Dataset rows:
↓

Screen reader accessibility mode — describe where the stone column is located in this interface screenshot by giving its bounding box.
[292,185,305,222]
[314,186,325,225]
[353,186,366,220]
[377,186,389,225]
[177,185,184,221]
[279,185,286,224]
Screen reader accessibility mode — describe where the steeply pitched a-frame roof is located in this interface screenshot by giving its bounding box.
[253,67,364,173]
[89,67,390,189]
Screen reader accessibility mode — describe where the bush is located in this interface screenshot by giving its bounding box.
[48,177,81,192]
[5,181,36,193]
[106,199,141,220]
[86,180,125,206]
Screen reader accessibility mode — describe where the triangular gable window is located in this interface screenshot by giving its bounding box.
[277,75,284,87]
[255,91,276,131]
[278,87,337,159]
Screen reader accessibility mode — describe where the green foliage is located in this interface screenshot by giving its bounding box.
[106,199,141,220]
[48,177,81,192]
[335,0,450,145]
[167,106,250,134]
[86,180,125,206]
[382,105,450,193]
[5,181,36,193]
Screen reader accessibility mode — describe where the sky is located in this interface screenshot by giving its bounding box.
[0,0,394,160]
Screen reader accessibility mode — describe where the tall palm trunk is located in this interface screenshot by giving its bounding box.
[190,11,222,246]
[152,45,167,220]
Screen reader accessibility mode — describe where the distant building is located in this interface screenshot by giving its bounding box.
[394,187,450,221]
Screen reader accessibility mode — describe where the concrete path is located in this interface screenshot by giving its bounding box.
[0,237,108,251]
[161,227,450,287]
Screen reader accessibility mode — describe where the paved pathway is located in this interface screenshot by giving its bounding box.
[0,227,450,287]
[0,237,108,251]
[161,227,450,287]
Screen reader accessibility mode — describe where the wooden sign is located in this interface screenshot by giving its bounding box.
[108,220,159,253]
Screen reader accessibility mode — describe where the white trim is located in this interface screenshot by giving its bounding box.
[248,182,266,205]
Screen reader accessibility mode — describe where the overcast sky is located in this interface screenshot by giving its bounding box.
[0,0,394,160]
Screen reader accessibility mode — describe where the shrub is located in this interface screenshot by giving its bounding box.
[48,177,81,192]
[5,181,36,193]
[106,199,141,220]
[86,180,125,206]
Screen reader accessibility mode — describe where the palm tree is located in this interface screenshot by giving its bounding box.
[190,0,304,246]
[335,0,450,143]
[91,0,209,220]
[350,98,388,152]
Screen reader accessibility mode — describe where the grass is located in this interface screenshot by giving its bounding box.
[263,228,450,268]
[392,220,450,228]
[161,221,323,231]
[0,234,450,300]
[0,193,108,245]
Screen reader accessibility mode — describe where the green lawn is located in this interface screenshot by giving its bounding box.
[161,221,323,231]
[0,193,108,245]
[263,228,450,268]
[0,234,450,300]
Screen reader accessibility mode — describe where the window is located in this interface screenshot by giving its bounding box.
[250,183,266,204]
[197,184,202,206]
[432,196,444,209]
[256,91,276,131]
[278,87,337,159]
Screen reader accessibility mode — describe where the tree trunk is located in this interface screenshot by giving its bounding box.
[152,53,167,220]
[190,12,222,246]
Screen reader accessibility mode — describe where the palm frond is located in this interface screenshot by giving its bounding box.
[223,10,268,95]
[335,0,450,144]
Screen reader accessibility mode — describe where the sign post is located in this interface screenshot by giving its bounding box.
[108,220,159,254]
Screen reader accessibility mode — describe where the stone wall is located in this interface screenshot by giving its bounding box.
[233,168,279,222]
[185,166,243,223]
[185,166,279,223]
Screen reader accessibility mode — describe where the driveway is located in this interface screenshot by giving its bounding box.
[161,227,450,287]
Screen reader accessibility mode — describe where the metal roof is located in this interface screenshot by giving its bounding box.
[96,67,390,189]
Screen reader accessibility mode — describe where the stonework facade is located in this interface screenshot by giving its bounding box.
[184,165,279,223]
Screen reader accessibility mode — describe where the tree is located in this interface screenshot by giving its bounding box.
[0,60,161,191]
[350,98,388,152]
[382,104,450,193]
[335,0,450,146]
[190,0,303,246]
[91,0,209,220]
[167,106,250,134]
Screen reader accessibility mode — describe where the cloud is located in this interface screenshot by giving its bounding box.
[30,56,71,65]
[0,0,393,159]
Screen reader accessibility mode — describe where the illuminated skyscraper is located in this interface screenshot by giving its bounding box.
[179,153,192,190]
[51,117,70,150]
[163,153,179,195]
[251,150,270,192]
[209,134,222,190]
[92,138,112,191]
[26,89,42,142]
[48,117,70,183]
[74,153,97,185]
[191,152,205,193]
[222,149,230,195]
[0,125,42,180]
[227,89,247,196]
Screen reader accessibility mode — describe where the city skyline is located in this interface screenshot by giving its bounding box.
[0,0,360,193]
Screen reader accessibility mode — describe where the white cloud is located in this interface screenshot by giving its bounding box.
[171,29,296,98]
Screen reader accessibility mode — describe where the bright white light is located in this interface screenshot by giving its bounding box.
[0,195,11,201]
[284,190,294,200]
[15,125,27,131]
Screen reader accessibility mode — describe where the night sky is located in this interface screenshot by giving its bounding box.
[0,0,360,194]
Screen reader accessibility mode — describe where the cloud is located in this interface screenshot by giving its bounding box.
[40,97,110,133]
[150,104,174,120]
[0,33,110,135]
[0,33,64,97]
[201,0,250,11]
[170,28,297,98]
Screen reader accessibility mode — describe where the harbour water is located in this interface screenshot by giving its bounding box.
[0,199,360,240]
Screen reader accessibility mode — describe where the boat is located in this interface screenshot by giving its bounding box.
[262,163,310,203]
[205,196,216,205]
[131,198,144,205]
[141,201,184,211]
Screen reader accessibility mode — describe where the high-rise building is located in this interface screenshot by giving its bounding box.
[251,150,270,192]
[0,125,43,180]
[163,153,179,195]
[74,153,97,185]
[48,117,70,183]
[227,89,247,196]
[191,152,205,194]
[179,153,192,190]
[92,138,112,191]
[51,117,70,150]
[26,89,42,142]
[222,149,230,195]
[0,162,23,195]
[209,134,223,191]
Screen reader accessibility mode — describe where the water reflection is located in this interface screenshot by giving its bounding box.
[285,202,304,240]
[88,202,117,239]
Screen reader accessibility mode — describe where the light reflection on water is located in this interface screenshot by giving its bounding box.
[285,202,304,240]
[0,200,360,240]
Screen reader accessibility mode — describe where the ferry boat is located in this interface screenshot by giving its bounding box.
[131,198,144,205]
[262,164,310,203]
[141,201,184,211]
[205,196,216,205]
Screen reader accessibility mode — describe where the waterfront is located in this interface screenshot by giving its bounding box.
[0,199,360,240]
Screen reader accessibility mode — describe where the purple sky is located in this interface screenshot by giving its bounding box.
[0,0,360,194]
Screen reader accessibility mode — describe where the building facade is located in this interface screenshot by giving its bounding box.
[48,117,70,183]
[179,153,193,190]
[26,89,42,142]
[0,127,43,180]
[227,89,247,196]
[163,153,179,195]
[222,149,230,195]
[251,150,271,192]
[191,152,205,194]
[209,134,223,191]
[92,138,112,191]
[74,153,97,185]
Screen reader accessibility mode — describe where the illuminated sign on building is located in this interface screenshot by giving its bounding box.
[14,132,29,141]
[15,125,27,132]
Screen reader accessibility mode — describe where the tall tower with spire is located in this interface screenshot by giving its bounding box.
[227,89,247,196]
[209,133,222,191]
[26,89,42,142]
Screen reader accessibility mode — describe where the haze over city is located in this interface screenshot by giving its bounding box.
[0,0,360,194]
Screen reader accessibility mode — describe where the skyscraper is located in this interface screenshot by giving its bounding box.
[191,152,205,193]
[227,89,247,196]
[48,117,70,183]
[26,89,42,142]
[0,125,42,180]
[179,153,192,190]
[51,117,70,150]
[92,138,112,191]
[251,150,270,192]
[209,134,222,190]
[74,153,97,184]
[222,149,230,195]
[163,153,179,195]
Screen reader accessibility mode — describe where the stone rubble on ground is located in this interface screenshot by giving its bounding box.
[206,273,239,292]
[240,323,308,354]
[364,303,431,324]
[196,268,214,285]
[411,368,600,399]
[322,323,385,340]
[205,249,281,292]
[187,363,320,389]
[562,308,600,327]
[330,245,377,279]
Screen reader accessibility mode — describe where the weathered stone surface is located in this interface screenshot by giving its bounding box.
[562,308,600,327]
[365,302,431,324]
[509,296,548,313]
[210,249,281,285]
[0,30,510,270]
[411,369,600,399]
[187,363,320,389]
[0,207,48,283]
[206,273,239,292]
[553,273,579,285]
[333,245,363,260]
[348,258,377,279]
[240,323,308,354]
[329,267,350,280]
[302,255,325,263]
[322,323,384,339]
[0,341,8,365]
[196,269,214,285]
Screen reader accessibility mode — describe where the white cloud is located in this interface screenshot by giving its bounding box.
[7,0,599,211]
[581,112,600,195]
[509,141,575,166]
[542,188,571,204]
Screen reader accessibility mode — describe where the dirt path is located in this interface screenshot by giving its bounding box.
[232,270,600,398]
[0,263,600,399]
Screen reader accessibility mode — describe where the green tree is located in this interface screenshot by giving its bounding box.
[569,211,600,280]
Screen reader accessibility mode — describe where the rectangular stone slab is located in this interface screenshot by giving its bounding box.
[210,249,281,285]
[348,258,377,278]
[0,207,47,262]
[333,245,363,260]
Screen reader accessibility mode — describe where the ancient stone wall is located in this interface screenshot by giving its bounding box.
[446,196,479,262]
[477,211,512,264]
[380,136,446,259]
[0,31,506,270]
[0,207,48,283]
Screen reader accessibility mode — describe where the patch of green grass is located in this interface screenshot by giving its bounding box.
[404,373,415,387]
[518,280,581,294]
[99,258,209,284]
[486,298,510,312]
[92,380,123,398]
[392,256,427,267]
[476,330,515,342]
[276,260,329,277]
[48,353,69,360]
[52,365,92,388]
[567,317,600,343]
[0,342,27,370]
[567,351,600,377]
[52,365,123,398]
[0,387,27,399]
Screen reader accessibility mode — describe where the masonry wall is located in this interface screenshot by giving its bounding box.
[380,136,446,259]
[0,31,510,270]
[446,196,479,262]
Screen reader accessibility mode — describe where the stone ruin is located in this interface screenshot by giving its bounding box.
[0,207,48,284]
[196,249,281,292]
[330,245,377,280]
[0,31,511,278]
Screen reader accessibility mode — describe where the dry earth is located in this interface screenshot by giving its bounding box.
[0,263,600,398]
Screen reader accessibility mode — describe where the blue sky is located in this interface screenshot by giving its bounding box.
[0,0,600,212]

↑

◆ Directions for this task: Reproduce the lines of the material exactly, starting at the line containing "Screen reader accessibility mode — describe where the sky is" and ending at the line containing "[152,45,167,220]", both included. What do those lines say, with nothing else?

◆ Written solution:
Screen reader accessibility mode — describe where the sky is located in this interface screenshot by giving its bounding box.
[0,0,394,160]
Screen reader accessibility mode — describe where the tall palm trunk is located in this interface screenshot by giving its bounding box.
[190,11,222,246]
[152,45,167,220]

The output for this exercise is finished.